====== INPUT RECORDS
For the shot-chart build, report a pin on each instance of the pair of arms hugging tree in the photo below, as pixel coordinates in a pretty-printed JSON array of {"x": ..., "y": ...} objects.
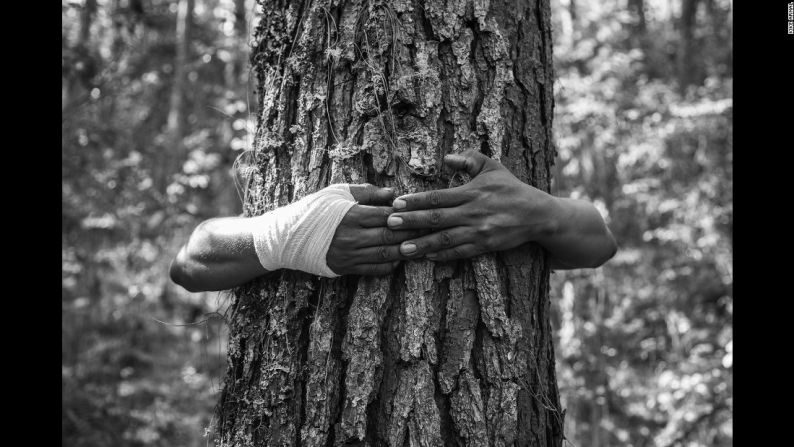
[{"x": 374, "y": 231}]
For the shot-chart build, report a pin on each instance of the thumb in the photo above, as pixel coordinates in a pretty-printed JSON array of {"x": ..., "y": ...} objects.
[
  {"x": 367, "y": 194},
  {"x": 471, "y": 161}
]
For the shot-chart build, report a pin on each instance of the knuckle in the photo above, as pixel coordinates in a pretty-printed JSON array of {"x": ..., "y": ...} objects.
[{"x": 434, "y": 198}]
============
====== INPUT RECORDS
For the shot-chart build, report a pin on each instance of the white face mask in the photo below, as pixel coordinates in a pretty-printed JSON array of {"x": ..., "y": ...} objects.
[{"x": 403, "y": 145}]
============
**YOUR OBJECTIVE**. Report every line of the items above that contains the word "pixel", copying each line in full.

**THE RESULT**.
For the shot-chart build, report a pin on each instance of the pair of arms hugging tree in the photo below, as pixel coordinates in a pretty-printed JSON array of {"x": ..., "y": ...} objects.
For the shot-chart build, report a pin on each instance of the thumb in the photo above, as pixel coordinates in a pretty-printed JSON array of {"x": ..., "y": ...} objects.
For the shot-chart build, report a pin on each instance of the knuckle in the photo above, as pixel coordinates in a pretty-printed JSON array of {"x": ..., "y": ...} objects.
For the shot-chart build, report a pin on each instance of the white face mask in the photo below, as pixel coordinates in a pretty-printed JSON array of {"x": ..., "y": ...} objects.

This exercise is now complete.